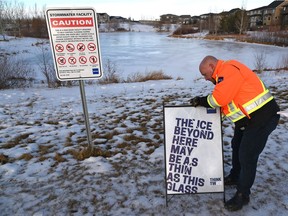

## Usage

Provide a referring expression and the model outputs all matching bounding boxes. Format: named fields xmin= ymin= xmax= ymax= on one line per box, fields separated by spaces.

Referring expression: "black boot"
xmin=224 ymin=173 xmax=238 ymax=185
xmin=225 ymin=191 xmax=250 ymax=211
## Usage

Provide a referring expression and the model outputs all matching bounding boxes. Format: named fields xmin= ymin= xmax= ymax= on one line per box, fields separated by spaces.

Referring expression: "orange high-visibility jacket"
xmin=207 ymin=60 xmax=273 ymax=122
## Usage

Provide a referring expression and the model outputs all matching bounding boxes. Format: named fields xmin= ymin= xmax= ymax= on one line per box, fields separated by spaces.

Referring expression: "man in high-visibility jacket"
xmin=190 ymin=56 xmax=280 ymax=211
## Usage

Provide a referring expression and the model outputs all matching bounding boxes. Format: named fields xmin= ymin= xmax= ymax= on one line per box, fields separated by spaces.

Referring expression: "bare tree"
xmin=235 ymin=7 xmax=248 ymax=35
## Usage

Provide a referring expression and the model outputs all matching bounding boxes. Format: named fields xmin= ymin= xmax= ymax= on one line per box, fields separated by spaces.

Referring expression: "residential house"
xmin=160 ymin=14 xmax=179 ymax=24
xmin=247 ymin=0 xmax=288 ymax=29
xmin=178 ymin=15 xmax=191 ymax=25
xmin=97 ymin=13 xmax=110 ymax=24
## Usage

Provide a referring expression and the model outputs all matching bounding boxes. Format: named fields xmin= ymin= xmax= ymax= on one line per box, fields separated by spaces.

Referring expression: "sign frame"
xmin=45 ymin=7 xmax=103 ymax=81
xmin=163 ymin=104 xmax=225 ymax=206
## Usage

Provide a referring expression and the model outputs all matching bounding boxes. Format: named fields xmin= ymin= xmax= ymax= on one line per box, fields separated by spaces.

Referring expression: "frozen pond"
xmin=100 ymin=32 xmax=288 ymax=79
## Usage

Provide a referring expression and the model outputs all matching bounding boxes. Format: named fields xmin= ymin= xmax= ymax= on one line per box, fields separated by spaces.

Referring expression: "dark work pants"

___

**Request:** Format every non-blank line of the rows above as a Markdown table with two columns, No. and Line, numbering the lines in order and skipping blank lines. Leave the pictures out.

**Solution to this exercise:**
| No. | Line |
|---|---|
| 1 | ## Usage |
| 2 | Provide a referring expression and the model outputs all matching bounding boxes. Format: named fields xmin= ymin= xmax= ymax= on one line per box, fields separated by spaces. |
| 3 | Referring expression: "black boot" |
| 4 | xmin=224 ymin=173 xmax=238 ymax=185 |
| 5 | xmin=225 ymin=191 xmax=250 ymax=211 |
| 6 | ## Usage |
| 7 | Provide a referring expression and the model outputs all matching bounding boxes. Format: named fields xmin= ymin= xmax= ymax= on one line per box, fields separated by spaces. |
| 8 | Referring expression: "orange high-visibility jacket" |
| 9 | xmin=207 ymin=60 xmax=273 ymax=122 |
| 10 | ## Usage |
| 11 | Provide a referring expression and the model outputs all matching bounding boxes. Format: named fields xmin= ymin= xmax= ymax= on one line per box, fields separated by spaces. |
| 12 | Referring expression: "man in high-visibility jacket" |
| 13 | xmin=190 ymin=56 xmax=280 ymax=211 |
| 14 | ## Usage |
| 15 | Provide a referring expression and the model outputs all matching bounding boxes. Format: named fields xmin= ymin= xmax= ymax= on one line per box, fields separated by spaces. |
| 16 | Referring expression: "bare tree" |
| 17 | xmin=235 ymin=7 xmax=248 ymax=35 |
| 18 | ## Usage |
| 19 | Provide a referring expression and the model outputs all matching bounding boxes. Format: named fields xmin= ymin= xmax= ymax= on one line per box, fields separated by spaces. |
| 20 | Referring expression: "residential house" |
| 21 | xmin=160 ymin=14 xmax=179 ymax=24 |
| 22 | xmin=247 ymin=0 xmax=288 ymax=29 |
| 23 | xmin=178 ymin=15 xmax=191 ymax=25 |
| 24 | xmin=97 ymin=13 xmax=110 ymax=24 |
| 25 | ## Usage |
| 26 | Provide a referring expression and the model outputs all matching bounding boxes. Format: named fields xmin= ymin= xmax= ymax= on one line per box, fields separated by spaces. |
| 27 | Referring expression: "sign frame" |
| 28 | xmin=45 ymin=7 xmax=103 ymax=81 |
| 29 | xmin=163 ymin=104 xmax=225 ymax=206 |
| 30 | ## Usage |
| 31 | Provide a referring expression and the model outputs all matching bounding boxes. Format: named fields xmin= ymin= xmax= ymax= on one line per box, fields separated by spaces. |
| 32 | Referring expression: "frozen pond" |
| 33 | xmin=100 ymin=32 xmax=288 ymax=79 |
| 34 | ## Usage |
| 35 | Provide a referring expression and the model outputs all matching bounding boxes. Format: named fields xmin= ymin= xmax= ymax= on one line per box, fields separated by spaces. |
| 36 | Referring expression: "dark work pants" |